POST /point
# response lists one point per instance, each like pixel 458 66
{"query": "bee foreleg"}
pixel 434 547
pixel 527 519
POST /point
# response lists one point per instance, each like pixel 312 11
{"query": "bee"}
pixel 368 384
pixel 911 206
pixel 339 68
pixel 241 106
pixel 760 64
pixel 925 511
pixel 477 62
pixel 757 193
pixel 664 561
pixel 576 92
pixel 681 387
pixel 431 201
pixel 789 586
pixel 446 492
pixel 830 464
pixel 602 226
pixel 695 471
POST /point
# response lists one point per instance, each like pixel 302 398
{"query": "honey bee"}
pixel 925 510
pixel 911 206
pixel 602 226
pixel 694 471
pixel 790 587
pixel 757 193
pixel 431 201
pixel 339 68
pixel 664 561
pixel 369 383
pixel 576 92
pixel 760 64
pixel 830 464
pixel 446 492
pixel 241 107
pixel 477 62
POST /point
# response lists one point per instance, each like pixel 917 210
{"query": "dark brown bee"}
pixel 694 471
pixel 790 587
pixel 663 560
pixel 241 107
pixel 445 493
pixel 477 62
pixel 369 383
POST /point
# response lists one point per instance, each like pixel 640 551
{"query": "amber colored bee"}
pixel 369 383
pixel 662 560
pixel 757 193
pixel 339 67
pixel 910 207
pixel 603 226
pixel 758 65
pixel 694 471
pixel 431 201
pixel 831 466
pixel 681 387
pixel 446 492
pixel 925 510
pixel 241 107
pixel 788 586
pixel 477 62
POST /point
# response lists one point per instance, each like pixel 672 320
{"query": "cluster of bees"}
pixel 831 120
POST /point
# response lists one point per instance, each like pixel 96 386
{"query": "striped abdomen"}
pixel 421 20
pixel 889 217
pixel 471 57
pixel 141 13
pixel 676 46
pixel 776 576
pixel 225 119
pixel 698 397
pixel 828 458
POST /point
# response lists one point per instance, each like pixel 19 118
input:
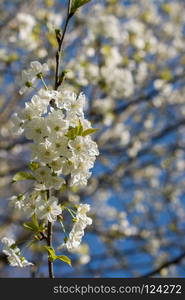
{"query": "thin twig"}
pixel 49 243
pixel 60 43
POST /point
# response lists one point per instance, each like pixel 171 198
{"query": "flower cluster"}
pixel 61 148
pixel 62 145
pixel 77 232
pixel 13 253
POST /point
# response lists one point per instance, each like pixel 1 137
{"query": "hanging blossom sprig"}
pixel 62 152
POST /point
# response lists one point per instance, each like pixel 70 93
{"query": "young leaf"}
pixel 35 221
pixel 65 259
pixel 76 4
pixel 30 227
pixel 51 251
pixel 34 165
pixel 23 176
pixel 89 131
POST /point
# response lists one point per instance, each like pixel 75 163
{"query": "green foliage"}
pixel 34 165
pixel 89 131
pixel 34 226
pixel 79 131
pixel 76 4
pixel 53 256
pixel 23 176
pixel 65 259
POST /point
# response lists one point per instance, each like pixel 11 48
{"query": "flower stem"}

What you are asked to do:
In your copy, include no pictures; print every line above exactly.

Answer area:
POST /point
# response lists one point per instance, each like pixel 458 66
{"query": "bee foreleg"}
pixel 434 547
pixel 527 519
POST /point
# response lists one point per instance, each like pixel 312 11
{"query": "bee"}
pixel 368 384
pixel 911 206
pixel 339 68
pixel 241 106
pixel 760 64
pixel 925 511
pixel 477 62
pixel 757 193
pixel 664 561
pixel 576 92
pixel 681 387
pixel 431 201
pixel 789 586
pixel 446 492
pixel 830 464
pixel 602 226
pixel 695 471
POST /point
# response lists one point per instance, each like pixel 302 398
{"query": "honey bee"}
pixel 925 510
pixel 911 206
pixel 602 226
pixel 694 471
pixel 790 587
pixel 757 193
pixel 431 201
pixel 339 68
pixel 664 561
pixel 369 383
pixel 576 92
pixel 760 64
pixel 830 464
pixel 446 492
pixel 241 107
pixel 477 62
POST /point
# response lists one point per instance, each like pixel 917 210
{"query": "dark brown bee"}
pixel 694 471
pixel 790 587
pixel 663 560
pixel 241 107
pixel 445 493
pixel 477 62
pixel 369 383
POST /point
# response lists one point per instance, each like pixel 640 551
{"query": "amber colored bee"}
pixel 369 383
pixel 662 560
pixel 757 193
pixel 339 67
pixel 910 207
pixel 603 226
pixel 758 65
pixel 694 471
pixel 431 201
pixel 831 466
pixel 681 387
pixel 446 492
pixel 925 510
pixel 241 107
pixel 788 586
pixel 477 62
POST /point
# response lists one point per instance, each like pixel 672 320
{"query": "cluster of bees"}
pixel 831 120
POST /point
# response lists one point per instance, each like pixel 96 386
{"query": "striped abdomen"}
pixel 421 20
pixel 889 217
pixel 471 57
pixel 141 13
pixel 676 46
pixel 776 576
pixel 225 119
pixel 698 397
pixel 828 458
POST /point
# response lists one point per instance, each like pixel 19 118
input:
{"query": "thin twig"}
pixel 49 243
pixel 60 43
POST /point
# response lists one point per instance, each like pixel 171 198
{"query": "flower cluster"}
pixel 61 148
pixel 62 145
pixel 77 232
pixel 13 253
POST /point
# response lists one point per instance, each like pixel 1 137
{"query": "hanging blossom sprig"}
pixel 62 152
POST /point
# response lists one point per instance, each like pixel 70 93
{"query": "young leaf"}
pixel 35 221
pixel 65 259
pixel 76 4
pixel 30 227
pixel 51 251
pixel 34 165
pixel 23 176
pixel 89 131
POST /point
# response lists one point per instance, each like pixel 75 163
{"query": "green foliage"}
pixel 34 165
pixel 89 131
pixel 34 226
pixel 79 131
pixel 76 4
pixel 53 256
pixel 23 176
pixel 65 259
POST /point
# response lists one point per instance, each like pixel 11 48
{"query": "flower stem"}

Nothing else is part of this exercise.